"Il existe des histoires à Augustown. Certaines sont des enchantements, d’autres des tragédies, mais la plupart du temps, elles sont un peu des deux." C’est l’esprit du roman de Kei Miller. L’auteur et poète jamaïcain a été récompensé par l’OCM Bocas Prize for Caribbean Literature. Pour lui "chaque jour contient en son sein toute l’histoire", tant il annonce quelquefois un revirement imperceptible. Ainsi le petit Kaia, un rastafari, débarque de l’école avec les cheveux courts. Comment son enseignant a-t-il osé toucher à ses mèches sacrées ? Sa mamy, Ma Taffy, n’en revient pas, d’autant qu’elle pressent que cela annonce un malheur bien plus grand. Cette doyenne en a pourtant vu d’autres, dans sa "morne petite vallée au coin des Caraïbes". La violence y sévit constamment, mais elle est respectée de tous, y compris du chef de gang, Angola.
Cette merveilleuse conteuse aime plonger dans les mythes du passé, pour teinter le présent d’une touche extraordinaire. Mais à l’instar de Shéhérazade, elle n’est pas dupe. On ne peut pas éternellement repousser une épée de Damoclès. "La nuit de l’autoclapse, le ciel était comme du velours bleu. Une lune d’argent luisait." "L’autoclapse", une notion qui désigne "une catastrophe aux promesses d’apocalypse". Tout comme la foudre, elle peut frapper n’importe qui à n’importe quel moment.

Données fournies:

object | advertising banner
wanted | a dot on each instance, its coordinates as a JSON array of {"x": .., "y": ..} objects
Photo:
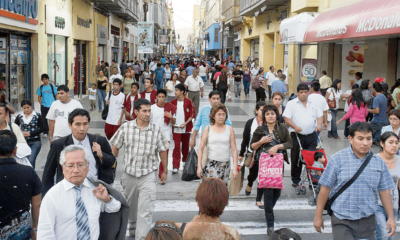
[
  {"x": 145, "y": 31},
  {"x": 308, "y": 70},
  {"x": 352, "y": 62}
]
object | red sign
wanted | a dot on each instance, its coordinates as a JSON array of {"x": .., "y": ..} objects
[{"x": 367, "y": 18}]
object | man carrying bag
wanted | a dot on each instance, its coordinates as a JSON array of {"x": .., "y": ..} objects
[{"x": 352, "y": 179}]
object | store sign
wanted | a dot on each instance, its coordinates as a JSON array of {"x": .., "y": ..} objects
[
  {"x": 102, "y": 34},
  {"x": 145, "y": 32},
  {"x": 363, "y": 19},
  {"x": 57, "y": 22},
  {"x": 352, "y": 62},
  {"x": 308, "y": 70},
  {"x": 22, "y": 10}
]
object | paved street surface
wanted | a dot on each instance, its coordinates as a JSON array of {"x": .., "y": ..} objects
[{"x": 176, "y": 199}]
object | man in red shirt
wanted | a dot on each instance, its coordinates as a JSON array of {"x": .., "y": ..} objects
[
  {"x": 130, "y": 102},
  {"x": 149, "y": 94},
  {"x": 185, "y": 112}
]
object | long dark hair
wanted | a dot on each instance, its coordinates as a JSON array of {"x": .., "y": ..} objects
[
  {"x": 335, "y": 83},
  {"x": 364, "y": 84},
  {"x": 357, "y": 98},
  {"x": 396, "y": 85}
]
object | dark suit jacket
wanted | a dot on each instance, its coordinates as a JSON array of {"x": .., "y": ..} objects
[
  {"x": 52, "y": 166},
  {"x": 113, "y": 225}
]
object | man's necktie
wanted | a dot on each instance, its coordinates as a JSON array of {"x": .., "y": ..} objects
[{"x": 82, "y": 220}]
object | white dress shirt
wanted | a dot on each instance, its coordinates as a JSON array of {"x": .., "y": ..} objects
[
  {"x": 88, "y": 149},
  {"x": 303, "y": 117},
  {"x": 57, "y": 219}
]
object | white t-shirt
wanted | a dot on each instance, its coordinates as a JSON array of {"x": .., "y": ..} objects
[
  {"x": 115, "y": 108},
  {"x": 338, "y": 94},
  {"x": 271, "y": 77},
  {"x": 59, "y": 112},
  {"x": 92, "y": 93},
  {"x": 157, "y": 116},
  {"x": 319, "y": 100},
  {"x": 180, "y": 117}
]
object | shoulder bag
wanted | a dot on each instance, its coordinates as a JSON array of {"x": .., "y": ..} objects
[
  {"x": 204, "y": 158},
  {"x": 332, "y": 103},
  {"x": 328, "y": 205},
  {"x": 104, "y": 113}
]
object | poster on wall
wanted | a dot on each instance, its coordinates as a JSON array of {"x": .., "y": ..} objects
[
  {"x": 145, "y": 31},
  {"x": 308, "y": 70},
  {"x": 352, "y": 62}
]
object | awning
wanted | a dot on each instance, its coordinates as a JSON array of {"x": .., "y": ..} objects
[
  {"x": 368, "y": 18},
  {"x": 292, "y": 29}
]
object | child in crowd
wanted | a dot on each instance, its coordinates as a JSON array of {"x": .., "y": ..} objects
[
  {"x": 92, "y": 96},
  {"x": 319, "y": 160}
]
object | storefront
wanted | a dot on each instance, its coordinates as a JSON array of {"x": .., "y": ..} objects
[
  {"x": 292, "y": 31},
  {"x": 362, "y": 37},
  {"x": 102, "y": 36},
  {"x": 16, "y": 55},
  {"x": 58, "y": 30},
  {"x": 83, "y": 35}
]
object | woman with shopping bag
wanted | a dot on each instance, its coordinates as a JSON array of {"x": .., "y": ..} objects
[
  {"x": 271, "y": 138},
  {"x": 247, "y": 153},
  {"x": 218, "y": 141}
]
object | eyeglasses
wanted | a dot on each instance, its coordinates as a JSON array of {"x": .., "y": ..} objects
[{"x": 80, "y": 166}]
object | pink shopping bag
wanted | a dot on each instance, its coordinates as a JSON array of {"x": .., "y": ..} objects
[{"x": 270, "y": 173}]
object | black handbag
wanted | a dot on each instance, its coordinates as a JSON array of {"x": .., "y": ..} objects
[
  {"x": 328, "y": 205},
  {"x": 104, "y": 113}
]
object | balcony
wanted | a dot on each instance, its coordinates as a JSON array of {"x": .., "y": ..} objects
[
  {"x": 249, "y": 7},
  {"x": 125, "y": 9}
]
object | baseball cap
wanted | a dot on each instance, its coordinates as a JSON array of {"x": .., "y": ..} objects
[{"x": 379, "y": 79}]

Consigne: D'après l'extrait sur le roman de Kei Miller, quel prix son auteur a-t-il reçu ?

Réponse: L'OCM Bocas Prize for Caribbean Literature.